> TASK GOAL
Count how many lines in the data below contain the string "front", with case counting, and reply with only that number.

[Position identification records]
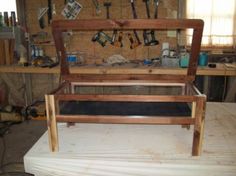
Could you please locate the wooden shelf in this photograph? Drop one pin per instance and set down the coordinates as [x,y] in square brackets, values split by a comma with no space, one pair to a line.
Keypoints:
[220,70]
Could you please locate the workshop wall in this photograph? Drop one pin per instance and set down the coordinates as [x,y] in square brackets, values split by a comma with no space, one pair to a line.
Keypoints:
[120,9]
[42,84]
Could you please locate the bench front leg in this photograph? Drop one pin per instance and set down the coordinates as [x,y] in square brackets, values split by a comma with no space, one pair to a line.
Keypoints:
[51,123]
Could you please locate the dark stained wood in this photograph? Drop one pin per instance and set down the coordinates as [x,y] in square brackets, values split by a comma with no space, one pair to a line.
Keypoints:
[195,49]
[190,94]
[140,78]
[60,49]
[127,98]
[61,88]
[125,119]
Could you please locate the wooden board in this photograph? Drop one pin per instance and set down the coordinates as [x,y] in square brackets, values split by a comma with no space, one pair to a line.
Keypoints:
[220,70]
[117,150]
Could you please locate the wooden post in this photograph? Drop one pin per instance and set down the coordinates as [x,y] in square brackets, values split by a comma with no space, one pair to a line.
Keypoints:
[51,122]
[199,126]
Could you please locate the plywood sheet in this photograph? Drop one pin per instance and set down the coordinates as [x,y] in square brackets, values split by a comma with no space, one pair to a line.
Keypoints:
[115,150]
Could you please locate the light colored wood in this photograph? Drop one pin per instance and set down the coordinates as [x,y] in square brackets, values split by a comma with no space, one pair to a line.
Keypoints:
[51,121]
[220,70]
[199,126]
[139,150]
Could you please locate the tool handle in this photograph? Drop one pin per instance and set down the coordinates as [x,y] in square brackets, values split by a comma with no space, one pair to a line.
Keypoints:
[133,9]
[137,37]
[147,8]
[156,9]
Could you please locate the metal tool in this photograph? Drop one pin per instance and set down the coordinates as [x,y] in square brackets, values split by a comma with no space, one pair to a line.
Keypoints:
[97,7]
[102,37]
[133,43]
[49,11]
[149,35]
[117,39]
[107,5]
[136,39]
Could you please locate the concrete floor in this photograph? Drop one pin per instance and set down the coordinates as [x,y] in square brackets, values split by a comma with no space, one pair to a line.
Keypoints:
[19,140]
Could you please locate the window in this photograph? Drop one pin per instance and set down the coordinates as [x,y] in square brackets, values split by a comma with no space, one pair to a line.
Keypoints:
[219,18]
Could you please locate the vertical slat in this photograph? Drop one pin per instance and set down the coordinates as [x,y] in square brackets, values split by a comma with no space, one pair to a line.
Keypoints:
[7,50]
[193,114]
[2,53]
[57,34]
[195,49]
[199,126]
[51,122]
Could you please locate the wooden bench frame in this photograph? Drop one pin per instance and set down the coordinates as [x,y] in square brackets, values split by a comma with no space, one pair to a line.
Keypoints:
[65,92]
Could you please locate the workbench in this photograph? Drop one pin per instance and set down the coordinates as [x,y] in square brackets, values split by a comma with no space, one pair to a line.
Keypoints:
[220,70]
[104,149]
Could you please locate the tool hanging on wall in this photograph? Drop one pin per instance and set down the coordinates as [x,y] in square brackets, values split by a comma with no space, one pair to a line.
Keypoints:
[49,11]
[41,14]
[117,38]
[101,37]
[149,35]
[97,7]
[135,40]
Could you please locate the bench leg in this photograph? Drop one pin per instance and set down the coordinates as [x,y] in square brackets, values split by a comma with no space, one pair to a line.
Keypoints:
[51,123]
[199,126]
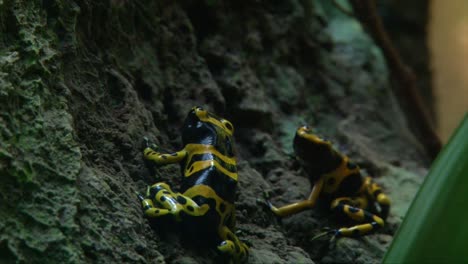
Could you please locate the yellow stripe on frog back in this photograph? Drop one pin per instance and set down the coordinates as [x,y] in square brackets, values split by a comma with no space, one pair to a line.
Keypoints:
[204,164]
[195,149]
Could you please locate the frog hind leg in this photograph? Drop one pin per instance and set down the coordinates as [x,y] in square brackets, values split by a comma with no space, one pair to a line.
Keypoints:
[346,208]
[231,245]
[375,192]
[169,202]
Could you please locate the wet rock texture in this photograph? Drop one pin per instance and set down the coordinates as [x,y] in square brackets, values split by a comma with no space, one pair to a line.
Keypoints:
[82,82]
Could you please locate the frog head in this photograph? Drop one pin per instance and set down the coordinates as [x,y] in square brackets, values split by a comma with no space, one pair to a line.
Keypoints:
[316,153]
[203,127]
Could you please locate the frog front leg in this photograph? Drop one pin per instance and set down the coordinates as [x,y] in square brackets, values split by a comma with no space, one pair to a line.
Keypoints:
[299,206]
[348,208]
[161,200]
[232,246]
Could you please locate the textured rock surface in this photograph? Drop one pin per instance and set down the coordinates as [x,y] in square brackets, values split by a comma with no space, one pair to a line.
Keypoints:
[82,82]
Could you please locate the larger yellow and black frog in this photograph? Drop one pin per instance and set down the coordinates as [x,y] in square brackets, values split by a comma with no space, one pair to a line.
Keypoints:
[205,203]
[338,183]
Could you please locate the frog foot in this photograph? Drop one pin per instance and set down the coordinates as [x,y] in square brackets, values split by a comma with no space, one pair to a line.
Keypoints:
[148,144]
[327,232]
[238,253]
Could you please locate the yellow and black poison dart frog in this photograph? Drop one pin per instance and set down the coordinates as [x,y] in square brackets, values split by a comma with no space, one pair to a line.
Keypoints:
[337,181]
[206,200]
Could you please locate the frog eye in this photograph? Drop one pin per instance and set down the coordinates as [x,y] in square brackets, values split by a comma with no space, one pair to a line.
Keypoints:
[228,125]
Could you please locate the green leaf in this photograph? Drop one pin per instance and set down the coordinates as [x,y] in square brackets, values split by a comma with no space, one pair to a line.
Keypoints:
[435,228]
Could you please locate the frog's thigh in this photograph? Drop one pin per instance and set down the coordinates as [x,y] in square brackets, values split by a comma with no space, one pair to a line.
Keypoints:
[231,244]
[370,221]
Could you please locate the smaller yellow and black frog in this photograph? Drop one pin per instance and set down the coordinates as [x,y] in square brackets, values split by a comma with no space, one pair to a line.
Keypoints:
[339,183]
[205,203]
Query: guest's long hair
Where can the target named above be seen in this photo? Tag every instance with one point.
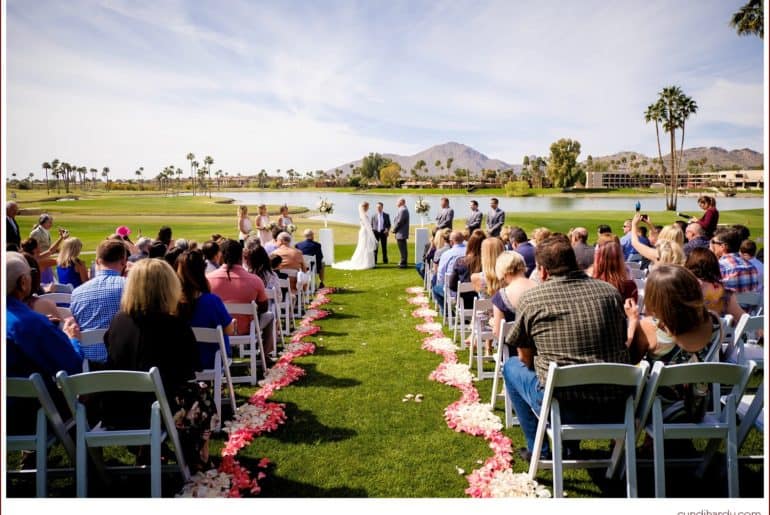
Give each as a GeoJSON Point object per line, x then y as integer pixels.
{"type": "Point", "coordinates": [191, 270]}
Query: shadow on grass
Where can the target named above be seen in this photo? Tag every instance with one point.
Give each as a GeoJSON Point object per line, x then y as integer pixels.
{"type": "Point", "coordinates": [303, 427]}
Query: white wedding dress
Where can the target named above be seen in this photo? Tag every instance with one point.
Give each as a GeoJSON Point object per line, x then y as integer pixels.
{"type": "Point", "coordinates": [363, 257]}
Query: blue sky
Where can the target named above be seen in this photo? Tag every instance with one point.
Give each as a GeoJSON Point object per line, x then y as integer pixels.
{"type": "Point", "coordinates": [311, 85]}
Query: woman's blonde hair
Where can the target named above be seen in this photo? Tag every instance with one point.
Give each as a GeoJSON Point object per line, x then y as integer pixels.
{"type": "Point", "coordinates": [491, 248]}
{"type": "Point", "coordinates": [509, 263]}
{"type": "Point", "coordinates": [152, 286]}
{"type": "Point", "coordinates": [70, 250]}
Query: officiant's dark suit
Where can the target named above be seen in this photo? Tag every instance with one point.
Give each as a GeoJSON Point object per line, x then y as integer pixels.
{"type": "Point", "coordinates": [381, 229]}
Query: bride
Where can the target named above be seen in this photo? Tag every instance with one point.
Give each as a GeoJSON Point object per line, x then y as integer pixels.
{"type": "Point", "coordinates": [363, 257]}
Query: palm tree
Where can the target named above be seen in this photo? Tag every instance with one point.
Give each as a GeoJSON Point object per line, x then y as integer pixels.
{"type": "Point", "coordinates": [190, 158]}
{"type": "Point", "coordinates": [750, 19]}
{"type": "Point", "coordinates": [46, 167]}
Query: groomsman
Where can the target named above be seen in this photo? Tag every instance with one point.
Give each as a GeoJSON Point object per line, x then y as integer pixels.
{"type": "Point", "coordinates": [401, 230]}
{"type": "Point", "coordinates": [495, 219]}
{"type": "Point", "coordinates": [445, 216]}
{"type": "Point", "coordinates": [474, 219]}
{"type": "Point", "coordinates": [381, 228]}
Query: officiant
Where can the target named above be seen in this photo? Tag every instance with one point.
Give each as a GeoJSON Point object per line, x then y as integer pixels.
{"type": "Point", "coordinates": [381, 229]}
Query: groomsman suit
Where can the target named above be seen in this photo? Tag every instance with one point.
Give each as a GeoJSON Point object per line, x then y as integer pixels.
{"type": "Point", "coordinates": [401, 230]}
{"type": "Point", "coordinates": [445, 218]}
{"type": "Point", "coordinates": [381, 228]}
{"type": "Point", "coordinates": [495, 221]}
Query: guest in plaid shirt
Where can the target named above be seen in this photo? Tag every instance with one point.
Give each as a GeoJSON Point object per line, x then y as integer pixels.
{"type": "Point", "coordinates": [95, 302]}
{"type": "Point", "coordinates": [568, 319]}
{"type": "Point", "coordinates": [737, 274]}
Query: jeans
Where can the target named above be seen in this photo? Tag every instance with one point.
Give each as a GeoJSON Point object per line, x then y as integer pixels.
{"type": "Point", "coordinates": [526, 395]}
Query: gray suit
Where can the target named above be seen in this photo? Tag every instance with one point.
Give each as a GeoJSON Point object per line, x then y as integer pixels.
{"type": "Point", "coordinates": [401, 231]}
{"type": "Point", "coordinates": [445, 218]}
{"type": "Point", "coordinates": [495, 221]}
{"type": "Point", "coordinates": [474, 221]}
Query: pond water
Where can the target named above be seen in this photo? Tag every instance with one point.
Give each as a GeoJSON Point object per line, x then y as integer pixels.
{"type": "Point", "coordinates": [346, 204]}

---

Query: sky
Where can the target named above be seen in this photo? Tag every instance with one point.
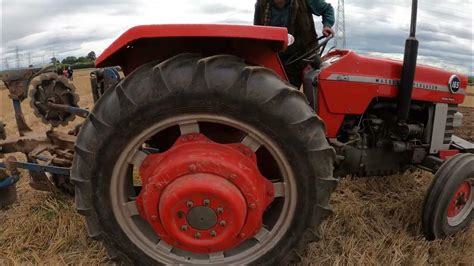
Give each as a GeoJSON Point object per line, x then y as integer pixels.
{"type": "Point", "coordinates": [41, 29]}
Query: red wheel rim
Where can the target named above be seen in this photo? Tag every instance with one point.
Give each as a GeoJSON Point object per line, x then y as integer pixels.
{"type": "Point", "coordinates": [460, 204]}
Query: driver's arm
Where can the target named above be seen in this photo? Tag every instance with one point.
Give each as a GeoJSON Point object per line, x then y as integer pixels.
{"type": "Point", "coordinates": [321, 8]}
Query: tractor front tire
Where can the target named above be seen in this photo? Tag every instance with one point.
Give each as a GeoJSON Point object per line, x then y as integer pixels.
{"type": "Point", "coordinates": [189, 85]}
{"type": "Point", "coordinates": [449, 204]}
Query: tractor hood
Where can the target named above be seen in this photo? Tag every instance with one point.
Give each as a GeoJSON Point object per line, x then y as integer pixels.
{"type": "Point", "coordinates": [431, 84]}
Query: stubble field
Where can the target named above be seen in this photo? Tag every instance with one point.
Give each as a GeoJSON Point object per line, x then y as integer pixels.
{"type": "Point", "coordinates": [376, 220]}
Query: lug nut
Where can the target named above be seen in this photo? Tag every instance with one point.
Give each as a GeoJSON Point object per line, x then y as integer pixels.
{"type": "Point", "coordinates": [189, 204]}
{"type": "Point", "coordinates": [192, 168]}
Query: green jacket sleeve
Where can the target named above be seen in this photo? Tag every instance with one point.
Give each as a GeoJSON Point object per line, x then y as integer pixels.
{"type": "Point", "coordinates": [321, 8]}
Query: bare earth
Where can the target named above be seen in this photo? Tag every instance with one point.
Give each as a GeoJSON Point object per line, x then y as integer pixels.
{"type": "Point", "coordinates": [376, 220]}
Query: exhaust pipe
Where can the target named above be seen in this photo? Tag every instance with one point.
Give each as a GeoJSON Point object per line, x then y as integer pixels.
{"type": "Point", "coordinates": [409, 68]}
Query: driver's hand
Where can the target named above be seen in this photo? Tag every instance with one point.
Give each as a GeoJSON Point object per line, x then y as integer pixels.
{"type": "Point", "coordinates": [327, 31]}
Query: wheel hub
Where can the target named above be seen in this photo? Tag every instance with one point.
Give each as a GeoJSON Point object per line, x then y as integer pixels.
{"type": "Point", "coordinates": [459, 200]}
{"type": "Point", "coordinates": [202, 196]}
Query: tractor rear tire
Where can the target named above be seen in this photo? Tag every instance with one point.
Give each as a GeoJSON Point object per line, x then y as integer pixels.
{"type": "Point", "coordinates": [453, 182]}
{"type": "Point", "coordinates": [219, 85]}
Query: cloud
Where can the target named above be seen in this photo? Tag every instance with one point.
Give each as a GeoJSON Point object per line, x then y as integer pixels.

> OUTPUT OF THE EXERCISE
3